What is needed –
Spot each line in the data below containing "strawberries" and copy it.

══════════════════════════════

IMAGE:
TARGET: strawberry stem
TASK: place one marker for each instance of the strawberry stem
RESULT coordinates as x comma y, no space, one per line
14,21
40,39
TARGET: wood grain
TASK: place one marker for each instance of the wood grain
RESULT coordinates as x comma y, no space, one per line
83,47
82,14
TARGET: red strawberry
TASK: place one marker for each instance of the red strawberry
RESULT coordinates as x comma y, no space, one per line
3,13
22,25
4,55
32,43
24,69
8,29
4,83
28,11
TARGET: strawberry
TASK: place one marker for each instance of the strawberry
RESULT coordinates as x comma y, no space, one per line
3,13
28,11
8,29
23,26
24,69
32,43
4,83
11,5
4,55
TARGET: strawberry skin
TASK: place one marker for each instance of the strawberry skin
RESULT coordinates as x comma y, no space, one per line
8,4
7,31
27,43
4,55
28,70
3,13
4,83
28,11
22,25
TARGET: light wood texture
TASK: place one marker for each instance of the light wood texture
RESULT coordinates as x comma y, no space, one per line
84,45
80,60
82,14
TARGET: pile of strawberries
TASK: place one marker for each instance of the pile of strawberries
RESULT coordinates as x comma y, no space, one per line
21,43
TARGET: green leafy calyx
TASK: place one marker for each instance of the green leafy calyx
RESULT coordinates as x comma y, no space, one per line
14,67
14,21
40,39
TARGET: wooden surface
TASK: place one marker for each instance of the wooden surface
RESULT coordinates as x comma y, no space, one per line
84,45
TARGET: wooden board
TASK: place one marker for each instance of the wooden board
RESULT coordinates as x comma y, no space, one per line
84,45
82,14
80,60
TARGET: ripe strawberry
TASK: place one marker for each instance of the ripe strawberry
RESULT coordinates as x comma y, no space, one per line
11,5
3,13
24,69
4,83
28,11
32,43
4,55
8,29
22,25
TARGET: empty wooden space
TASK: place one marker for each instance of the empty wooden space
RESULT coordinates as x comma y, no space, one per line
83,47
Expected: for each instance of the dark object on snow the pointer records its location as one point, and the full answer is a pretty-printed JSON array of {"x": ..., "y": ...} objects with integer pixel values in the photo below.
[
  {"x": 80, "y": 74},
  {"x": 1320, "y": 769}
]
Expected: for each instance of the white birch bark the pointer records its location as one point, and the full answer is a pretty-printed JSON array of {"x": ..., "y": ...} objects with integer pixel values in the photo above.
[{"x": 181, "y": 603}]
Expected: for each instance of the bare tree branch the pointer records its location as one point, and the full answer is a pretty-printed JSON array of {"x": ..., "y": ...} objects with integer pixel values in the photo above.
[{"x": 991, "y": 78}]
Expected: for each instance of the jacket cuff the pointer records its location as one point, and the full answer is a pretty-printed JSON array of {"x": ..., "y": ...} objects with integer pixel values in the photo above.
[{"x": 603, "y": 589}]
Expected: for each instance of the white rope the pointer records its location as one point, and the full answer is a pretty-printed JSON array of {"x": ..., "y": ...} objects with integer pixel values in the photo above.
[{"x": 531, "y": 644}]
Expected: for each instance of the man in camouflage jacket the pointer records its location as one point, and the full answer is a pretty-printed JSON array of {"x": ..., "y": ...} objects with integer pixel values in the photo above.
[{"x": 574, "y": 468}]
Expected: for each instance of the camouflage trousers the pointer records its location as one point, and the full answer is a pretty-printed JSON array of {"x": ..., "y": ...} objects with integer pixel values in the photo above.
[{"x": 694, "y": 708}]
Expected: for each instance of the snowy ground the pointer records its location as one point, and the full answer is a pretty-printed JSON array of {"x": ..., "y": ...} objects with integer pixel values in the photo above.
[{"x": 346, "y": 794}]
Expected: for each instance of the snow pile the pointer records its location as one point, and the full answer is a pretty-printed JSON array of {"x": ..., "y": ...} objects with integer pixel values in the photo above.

══════════════════════════════

Exercise solution –
TARGET: pile of strawberries
TASK: place one marker for each instance of the pile of strawberries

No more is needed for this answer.